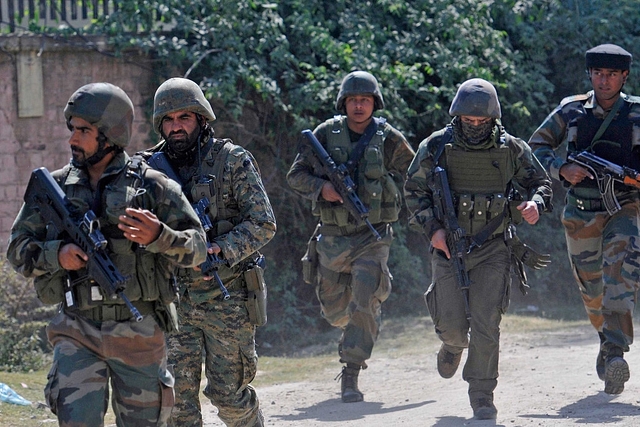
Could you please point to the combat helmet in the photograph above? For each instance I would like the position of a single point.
(178, 94)
(359, 83)
(476, 97)
(106, 107)
(608, 56)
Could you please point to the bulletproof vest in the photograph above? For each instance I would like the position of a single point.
(209, 184)
(614, 144)
(375, 186)
(149, 278)
(479, 180)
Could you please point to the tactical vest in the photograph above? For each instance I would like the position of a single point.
(479, 181)
(223, 210)
(149, 278)
(375, 186)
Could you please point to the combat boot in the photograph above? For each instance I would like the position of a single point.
(616, 371)
(484, 409)
(448, 362)
(349, 383)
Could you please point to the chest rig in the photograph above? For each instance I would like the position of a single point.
(148, 278)
(374, 186)
(480, 181)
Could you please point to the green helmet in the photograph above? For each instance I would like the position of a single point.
(178, 94)
(105, 106)
(476, 97)
(359, 83)
(608, 56)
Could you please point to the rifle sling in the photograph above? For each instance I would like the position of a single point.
(357, 153)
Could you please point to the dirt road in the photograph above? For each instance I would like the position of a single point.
(546, 379)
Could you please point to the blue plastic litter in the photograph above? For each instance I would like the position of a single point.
(10, 396)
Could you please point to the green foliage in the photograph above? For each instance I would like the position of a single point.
(273, 68)
(22, 342)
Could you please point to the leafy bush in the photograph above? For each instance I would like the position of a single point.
(23, 344)
(272, 69)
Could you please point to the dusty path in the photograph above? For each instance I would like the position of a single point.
(546, 379)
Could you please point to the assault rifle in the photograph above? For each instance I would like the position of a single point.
(45, 196)
(445, 213)
(210, 266)
(342, 182)
(606, 174)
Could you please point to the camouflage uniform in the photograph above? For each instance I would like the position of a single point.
(218, 329)
(353, 278)
(603, 249)
(93, 346)
(481, 174)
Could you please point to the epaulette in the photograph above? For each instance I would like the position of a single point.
(574, 98)
(632, 99)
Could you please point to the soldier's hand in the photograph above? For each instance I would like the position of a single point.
(72, 257)
(529, 257)
(140, 226)
(574, 173)
(529, 211)
(439, 241)
(330, 194)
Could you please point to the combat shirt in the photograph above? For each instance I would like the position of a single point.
(527, 172)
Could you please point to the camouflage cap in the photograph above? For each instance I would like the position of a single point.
(359, 83)
(178, 94)
(105, 106)
(476, 97)
(608, 56)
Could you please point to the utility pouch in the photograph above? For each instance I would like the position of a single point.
(166, 316)
(50, 287)
(310, 259)
(257, 294)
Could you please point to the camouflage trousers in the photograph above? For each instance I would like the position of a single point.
(353, 282)
(489, 273)
(604, 252)
(86, 356)
(220, 332)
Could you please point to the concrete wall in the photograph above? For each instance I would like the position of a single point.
(37, 76)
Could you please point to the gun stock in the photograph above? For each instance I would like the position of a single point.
(446, 214)
(46, 196)
(606, 174)
(210, 266)
(342, 182)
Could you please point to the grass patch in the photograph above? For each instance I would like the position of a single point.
(400, 336)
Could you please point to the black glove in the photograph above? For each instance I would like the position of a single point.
(528, 256)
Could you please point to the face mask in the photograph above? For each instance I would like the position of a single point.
(476, 134)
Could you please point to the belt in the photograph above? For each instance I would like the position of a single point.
(347, 230)
(115, 312)
(588, 205)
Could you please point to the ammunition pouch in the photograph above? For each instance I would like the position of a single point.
(50, 287)
(256, 294)
(166, 316)
(112, 312)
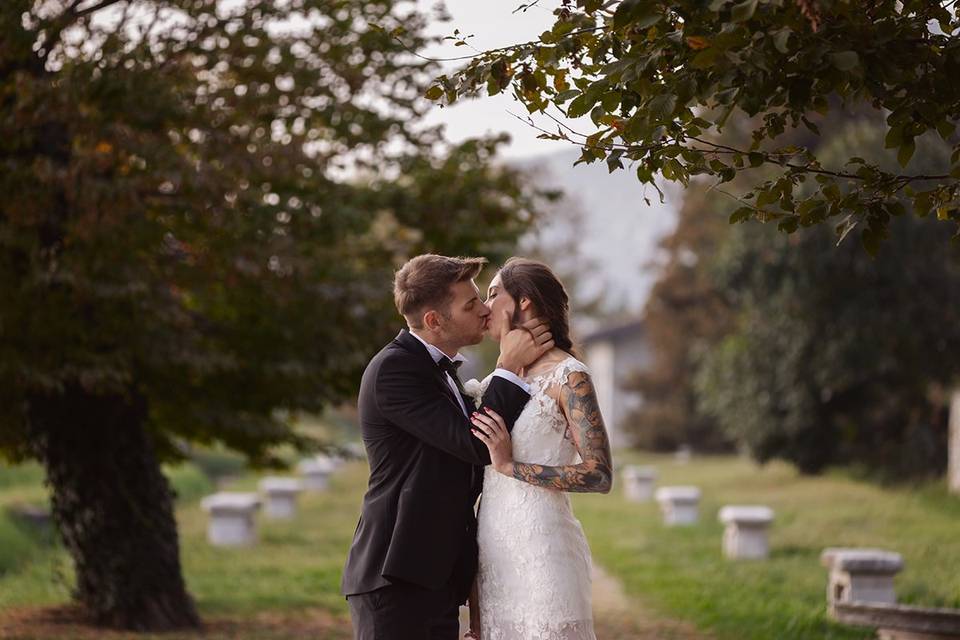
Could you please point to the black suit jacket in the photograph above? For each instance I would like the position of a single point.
(417, 522)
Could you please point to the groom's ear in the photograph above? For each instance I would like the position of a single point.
(431, 320)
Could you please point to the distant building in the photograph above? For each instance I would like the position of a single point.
(613, 353)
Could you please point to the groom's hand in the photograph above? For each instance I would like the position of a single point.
(521, 346)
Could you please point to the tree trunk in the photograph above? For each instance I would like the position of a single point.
(113, 508)
(953, 452)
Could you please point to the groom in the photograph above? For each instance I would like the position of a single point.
(414, 553)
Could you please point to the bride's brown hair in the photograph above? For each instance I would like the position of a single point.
(525, 278)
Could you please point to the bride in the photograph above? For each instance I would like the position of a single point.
(534, 568)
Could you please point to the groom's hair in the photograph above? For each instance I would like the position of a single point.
(424, 282)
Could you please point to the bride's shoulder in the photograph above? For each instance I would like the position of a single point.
(558, 365)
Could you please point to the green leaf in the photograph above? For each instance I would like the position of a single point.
(639, 13)
(871, 238)
(741, 215)
(845, 60)
(743, 11)
(781, 39)
(610, 101)
(894, 138)
(906, 152)
(845, 227)
(946, 128)
(661, 107)
(705, 59)
(579, 107)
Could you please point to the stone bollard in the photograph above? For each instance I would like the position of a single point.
(745, 532)
(953, 445)
(861, 575)
(679, 505)
(316, 473)
(281, 495)
(638, 483)
(231, 518)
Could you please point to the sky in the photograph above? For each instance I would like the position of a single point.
(620, 230)
(493, 24)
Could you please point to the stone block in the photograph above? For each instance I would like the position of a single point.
(861, 575)
(281, 497)
(639, 483)
(745, 531)
(231, 518)
(680, 506)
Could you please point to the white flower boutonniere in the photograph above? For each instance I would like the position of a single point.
(475, 390)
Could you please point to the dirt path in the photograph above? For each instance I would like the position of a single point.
(616, 617)
(619, 617)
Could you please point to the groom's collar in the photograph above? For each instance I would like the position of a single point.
(434, 352)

____________________

## LA CONSIGNE
Recopiez à l'identique toutes les lignes de la liste ci-dessus, du début à la fin, en omettant les images.

## RÉSULTAT DE L'EXERCICE
Could you please point to the combat helmet in the photograph above? For each instance I would like the position of a single point.
(178, 94)
(359, 83)
(476, 97)
(106, 107)
(608, 56)
Could you please point to the bulletproof vest in the photograph above? For each instance I would like the position of a single point.
(209, 184)
(614, 144)
(375, 186)
(149, 278)
(479, 180)
Could you please point to the tactical vest in the photograph above? For each instance I would like the position of a single point.
(479, 181)
(223, 210)
(149, 278)
(375, 186)
Could you please point to the combat boot in the photograph above? For each instance I would like the position of a single point.
(616, 371)
(484, 409)
(448, 362)
(349, 383)
Could you please point to the chest rig in the photograph above? For each instance I would like the position of a single point.
(148, 278)
(374, 186)
(480, 181)
Could you please point to the green helmet in the photograph above? For each instance I would like the position of a single point.
(178, 94)
(105, 106)
(476, 97)
(359, 83)
(608, 56)
Could you please point to the rifle sling in the photograph above? For each instance I would like the position of a single point.
(357, 153)
Could you please point to the dirt road in the photograph above? For each instance I would like the position of a single point.
(546, 379)
Could you please point to the blue plastic litter in the photograph above? For each instance I would like the position of a single point.
(10, 396)
Could you please point to the green foliage in the photograph above? For each instance I would like the position of a single point.
(273, 68)
(22, 342)
Could you please point to the leafy bush in the photograph above? For each instance I would like the position of a single point.
(23, 344)
(272, 69)
Could you please point to the dusty path in the photograph above? For each instance I would like the position of a single point.
(546, 379)
Could you please point to the assault rifle in the photograph above? For each instance I would like the position of a single point.
(45, 196)
(445, 213)
(210, 266)
(342, 182)
(606, 174)
Could you please point to the camouflage uniform in the photograph above? For each instance I would like the position of a single point.
(218, 329)
(353, 278)
(603, 249)
(93, 346)
(481, 174)
Could you please point to the epaulette in the photograph above? For each instance I would like the position of a single point.
(574, 98)
(632, 99)
Could you please point to the soldier's hand in the photograph above? For each instance I would like the position of a single point.
(72, 257)
(529, 257)
(140, 226)
(574, 173)
(529, 211)
(439, 241)
(330, 194)
Could you please point to the combat shirt in the photograph above? For each instance I would like the position of a single point.
(527, 172)
Could you please point to the camouflage cap in the photograph above? For each instance I would like the position of a single point.
(359, 83)
(178, 94)
(105, 106)
(476, 97)
(608, 56)
Could you please point to the utility pouch in the photograph above? For each instance I would like the position of a single point.
(166, 316)
(50, 287)
(310, 259)
(257, 294)
Could you please point to the camouflage trousers in the photograph above? For each instance I would like the position of a single point.
(353, 282)
(489, 273)
(604, 252)
(86, 356)
(220, 332)
Could you please point to the concrete wall in the photograph above? For each instance I would like the position of a single point.
(37, 76)
Could you please point to the gun stock in the photograph above? For each instance I would like the position of a single point.
(446, 214)
(46, 196)
(606, 174)
(210, 266)
(342, 182)
Could you please point to the grass patch in the photograph above? For each instance I would like the position of a single point.
(400, 336)
Could you please point to the black glove in the photograph above? For each instance I would like the position of a single point.
(528, 256)
Could you please point to the face mask in the photograph above? For each instance I would like the position of a single point.
(476, 134)
Could you please point to the belt in the photograph above? For each instance I would like the position of a single point.
(347, 230)
(115, 312)
(588, 205)
Could you please point to the ammunition pouch in the photograph above? For each instance I would like the position of a single point.
(50, 287)
(256, 294)
(166, 316)
(112, 312)
Could you please point to the black suit jacket in the photograph above? For each instance I would like the position of a single point.
(417, 522)
Could you please point to the groom's ear in the photograph above? For each instance I would like the position of a single point.
(431, 320)
Could you please point to the distant building in the photograph above? For each instance I would like the position of a single point.
(613, 353)
Could you please point to the groom's hand in the photograph above? For each instance I would like the position of a single point.
(521, 346)
Could you please point to the tree trunk in the photograph above? For each instance I would like the position of a single point.
(113, 508)
(953, 452)
Could you please point to the groom in the photograph above? For each instance I would like the position of a single point.
(414, 553)
Could you please point to the bride's brown hair in the photograph above? For each instance I would like the position of a single point.
(525, 278)
Could you please point to the bride in the photograph above? For each instance I would like the position of a single point.
(534, 568)
Could you please point to the groom's hair in the photograph above? For each instance I would like the position of a single point.
(424, 282)
Could you please point to the bride's shoulder in the photograph above? For each instance I would like the position of a single point.
(558, 365)
Could you please point to the green leaf in the photograph above? For each instance I would like the position of a single point.
(639, 13)
(871, 238)
(741, 215)
(845, 60)
(743, 11)
(781, 39)
(610, 101)
(894, 138)
(906, 152)
(845, 227)
(946, 128)
(661, 107)
(705, 59)
(579, 107)
Could you please point to the stone bollard in the photograph above? For each instance I would like the position of a single point.
(745, 532)
(953, 445)
(861, 575)
(679, 505)
(316, 473)
(281, 495)
(638, 483)
(231, 518)
Could you please point to the sky in the photograph above? For each instance I would like the position of a single point.
(620, 230)
(493, 24)
Could you please point to the stone block in the photograph above? For each instance I would like the position of a single point.
(861, 575)
(281, 497)
(639, 483)
(745, 531)
(231, 518)
(680, 506)
Could you please point to the white flower boutonniere in the photograph above? For each instance I would like the position of a single point.
(475, 390)
Could you please point to the dirt path in the photograph above? For each instance I would like the position of a single point.
(616, 617)
(619, 617)
Could you please point to the groom's collar in the photograph above? For each instance I would like the position of a single point.
(434, 352)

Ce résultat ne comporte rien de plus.